Start of EXERCISE TEXT
Because traditional medicine can’t do much to disrupt the disease process of Sjogren’s, I started seeing a Chinese medicine herbalist in April. Only two weeks into drinking an unpalatable tea twice a day, I no longer felt like I was climbing up a steep mountain in the hot sun after a night of binge drinking. My fatigue has abated, and with that, clothes have begun to be folded, strawberries planted, floors swept and mopped, and I feel like a gentler, kinder woman — some of the time at least. The effect of this herbal tea on my health has been nothing short of miraculous.

After a couple of weeks of dutifully drinking my mystery miracle potion, I asked my herbalist some questions. I learned that Chinese medicine considers Sjogren’s Syndrome, a disease characterized primarily by dryness, as a “toxic yang” condition. The metaphor he used is that my body is like a burning building, and as a consequence, the normal energetic pathways (on which health depends) are blocked. This makes for some pretty crazy, seemingly unrelated, physical symptoms, in my case ranging from having numb or tingling fingers, dental issues beyond belief, to feeling ice cold even in the unrelenting heat of the Texas summertime.

So check this out: an autoimmune condition characterized by intractable dryness and heat, resulting in seemingly disconnected and contradictory symptoms, like the sensation of cold.  If this isn’t an apt metaphor for global warming, I don’t know what is. Only we are the cells who are unwittingly attacking our shared body, planet Earth, by spraying pesticides, draining aquifers, clear-cutting forests, and boosting CO2 levels in the atmosphere with our penchant for burning fossil fuels. Our Earth is now the burning building, many natural pathways to balance blocked, causing increased temperatures and drought conditions worldwide, except for increasingly common instances of extreme weather — savage cold, rain or wind — worldwide.
End of EXERCISE TEXT
ABOUT THIS TASK:
From the Sjogren's text, list every action by which it says we are attacking planet Earth. The material that comes next is separate from the Sjogren's text and is unrelated to it.
Start of RECORDED INFORMATION
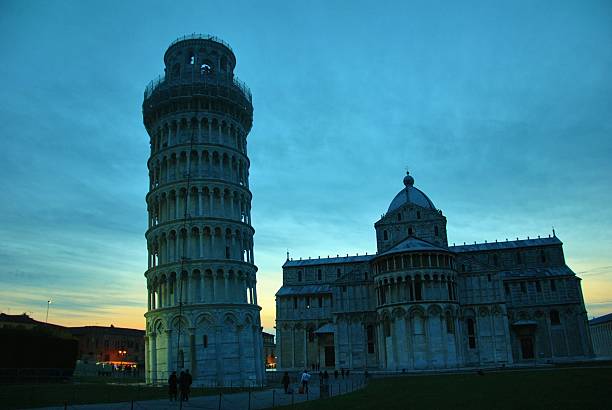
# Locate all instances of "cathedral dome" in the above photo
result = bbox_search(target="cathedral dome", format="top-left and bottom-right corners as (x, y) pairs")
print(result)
End of RECORDED INFORMATION
Start of RECORDED INFORMATION
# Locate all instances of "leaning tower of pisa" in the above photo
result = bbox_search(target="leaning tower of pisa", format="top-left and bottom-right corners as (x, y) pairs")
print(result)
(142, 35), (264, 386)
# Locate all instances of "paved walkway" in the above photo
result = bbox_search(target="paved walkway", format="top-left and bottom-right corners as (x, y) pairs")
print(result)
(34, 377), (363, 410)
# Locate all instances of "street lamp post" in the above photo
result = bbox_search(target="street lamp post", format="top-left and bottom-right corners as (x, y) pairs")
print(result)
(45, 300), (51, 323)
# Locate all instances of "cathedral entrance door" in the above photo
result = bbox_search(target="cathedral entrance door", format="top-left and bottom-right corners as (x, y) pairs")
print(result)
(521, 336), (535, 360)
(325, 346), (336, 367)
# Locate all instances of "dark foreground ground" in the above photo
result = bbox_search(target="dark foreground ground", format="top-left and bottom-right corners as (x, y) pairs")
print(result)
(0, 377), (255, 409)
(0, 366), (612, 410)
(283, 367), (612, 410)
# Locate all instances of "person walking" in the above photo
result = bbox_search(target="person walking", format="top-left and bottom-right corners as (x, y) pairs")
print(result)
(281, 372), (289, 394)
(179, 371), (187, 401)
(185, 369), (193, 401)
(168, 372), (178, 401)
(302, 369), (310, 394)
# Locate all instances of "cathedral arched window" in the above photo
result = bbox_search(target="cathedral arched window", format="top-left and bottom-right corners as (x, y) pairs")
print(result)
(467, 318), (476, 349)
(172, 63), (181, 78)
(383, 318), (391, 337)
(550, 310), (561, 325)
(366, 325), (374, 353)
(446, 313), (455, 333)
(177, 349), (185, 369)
End of RECORDED INFORMATION
Start of RECORDED INFORMATION
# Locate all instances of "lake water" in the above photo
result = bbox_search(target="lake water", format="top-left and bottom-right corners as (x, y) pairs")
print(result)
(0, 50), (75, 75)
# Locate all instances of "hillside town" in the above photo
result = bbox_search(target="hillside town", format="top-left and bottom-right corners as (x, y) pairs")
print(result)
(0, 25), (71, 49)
End of RECORDED INFORMATION
RESPONSE TO THIS EXERCISE:
- Spraying pesticides
- Draining aquifers
- Clear-cutting forests
- Boosting CO2 levels in the atmosphere by burning fossil fuels